# mdatagen: A Python Library for the Generation of Artificial Missing Data
![Python3](https://img.shields.io/badge/Language-Python3-steelblue)
[![License](https://img.shields.io/badge/License-MIT-blue.svg)](LICENSE)
[![Documentation](https://img.shields.io/badge/Documentation-Link-green.svg)](docs/)
[![Latest PyPI Version](https://img.shields.io/pypi/v/mdatagen.svg)](https://pypi.org/project/mdatagen/)
## Overview
This package has been developed to address a gap in machine learning research, specifically the artificial generation of missing data. Santos et al. (2019) provided a survey that presents various strategies for both univariate and multivariate scenarios, but the Python community still needs implementations of these strategies. Our Python library **missing-data-generator** (mdatagen) puts forward a comprehensive set of implementations of missing data mechanisms, covering Missing Completely at Random (MCAR), Missing at Random (MAR), and Missing Not at Random (MNAR), allowing users to simulate several real-world scenarios comprising absent observations. The library is designed for easy integration with existing Python-based data analysis workflows, including well-established modules such as scikit-learn, and popular libraries for missing data visualization, such as missingno, enhancing its accessibility and usability for researchers.
########################################
What the task asks: In the mdatagen overview above, why was the package developed? Answer in one to three sentences.
########################################
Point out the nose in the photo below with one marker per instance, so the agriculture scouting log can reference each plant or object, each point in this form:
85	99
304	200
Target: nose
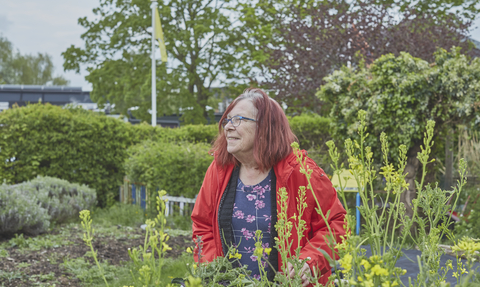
229	125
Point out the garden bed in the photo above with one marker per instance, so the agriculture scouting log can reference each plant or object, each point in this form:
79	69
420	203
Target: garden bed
41	260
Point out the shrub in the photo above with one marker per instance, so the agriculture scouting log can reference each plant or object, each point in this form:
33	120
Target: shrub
31	206
71	143
178	168
77	145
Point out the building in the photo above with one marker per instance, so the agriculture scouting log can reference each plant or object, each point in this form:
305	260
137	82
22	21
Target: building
21	95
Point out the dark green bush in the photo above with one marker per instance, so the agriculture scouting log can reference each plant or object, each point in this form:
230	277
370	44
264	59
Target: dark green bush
30	207
178	168
312	130
77	145
68	143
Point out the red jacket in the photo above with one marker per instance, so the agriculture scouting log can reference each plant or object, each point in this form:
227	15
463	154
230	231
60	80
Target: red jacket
205	212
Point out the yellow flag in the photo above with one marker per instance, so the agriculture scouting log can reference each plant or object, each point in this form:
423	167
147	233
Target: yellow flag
159	36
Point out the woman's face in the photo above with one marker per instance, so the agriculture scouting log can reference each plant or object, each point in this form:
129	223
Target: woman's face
240	139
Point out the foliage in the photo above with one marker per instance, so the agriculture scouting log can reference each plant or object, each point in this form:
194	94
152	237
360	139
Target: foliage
88	238
189	133
303	41
176	167
31	206
469	224
200	39
70	143
400	94
17	69
144	257
311	130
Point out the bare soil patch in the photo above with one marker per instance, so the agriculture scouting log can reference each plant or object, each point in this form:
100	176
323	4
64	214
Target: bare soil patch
113	249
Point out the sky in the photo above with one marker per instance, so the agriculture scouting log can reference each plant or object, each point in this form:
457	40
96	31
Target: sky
51	26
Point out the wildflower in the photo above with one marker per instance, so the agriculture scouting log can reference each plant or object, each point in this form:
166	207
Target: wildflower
346	262
365	264
165	247
377	270
236	255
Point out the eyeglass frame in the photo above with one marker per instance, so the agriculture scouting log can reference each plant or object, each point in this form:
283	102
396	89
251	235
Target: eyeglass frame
226	121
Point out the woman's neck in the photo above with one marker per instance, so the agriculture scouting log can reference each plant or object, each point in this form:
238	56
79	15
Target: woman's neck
252	175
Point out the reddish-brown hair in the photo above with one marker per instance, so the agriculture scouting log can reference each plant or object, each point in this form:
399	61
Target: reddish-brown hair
273	135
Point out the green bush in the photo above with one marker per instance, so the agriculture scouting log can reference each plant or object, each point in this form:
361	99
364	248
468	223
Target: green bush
312	130
68	143
77	145
31	206
178	168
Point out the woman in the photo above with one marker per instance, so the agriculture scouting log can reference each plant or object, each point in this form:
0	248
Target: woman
253	159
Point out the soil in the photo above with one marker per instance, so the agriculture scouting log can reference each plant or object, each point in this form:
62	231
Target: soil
108	248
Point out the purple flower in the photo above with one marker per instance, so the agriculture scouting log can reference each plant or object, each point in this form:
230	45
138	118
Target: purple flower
259	204
238	214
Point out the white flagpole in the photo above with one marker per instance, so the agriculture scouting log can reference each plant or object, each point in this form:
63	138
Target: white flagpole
154	77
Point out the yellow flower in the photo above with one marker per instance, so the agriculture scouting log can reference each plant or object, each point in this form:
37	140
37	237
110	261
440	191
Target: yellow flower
236	255
346	262
165	247
377	270
365	264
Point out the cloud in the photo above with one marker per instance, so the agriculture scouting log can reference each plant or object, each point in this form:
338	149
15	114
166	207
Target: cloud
4	23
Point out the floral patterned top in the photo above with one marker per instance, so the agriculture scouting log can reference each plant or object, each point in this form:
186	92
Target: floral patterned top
252	211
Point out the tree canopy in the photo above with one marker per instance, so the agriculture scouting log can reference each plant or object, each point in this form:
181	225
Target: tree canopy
400	94
18	69
201	42
310	39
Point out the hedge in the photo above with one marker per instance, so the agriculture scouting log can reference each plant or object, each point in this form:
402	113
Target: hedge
77	145
91	148
178	168
30	207
72	144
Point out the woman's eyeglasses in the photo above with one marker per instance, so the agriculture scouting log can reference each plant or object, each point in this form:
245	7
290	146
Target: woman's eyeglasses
236	120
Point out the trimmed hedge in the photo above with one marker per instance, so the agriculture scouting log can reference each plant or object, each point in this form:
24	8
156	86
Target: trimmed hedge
31	206
77	145
71	143
91	148
178	168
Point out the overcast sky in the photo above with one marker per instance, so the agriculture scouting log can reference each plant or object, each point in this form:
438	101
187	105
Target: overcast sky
50	26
########################################
Solution to this task: It was developed to fill a gap in machine learning research: the artificial generation of missing data. Santos et al. (2019) surveyed strategies for both univariate and multivariate scenarios, but the Python community still needed implementations of those strategies.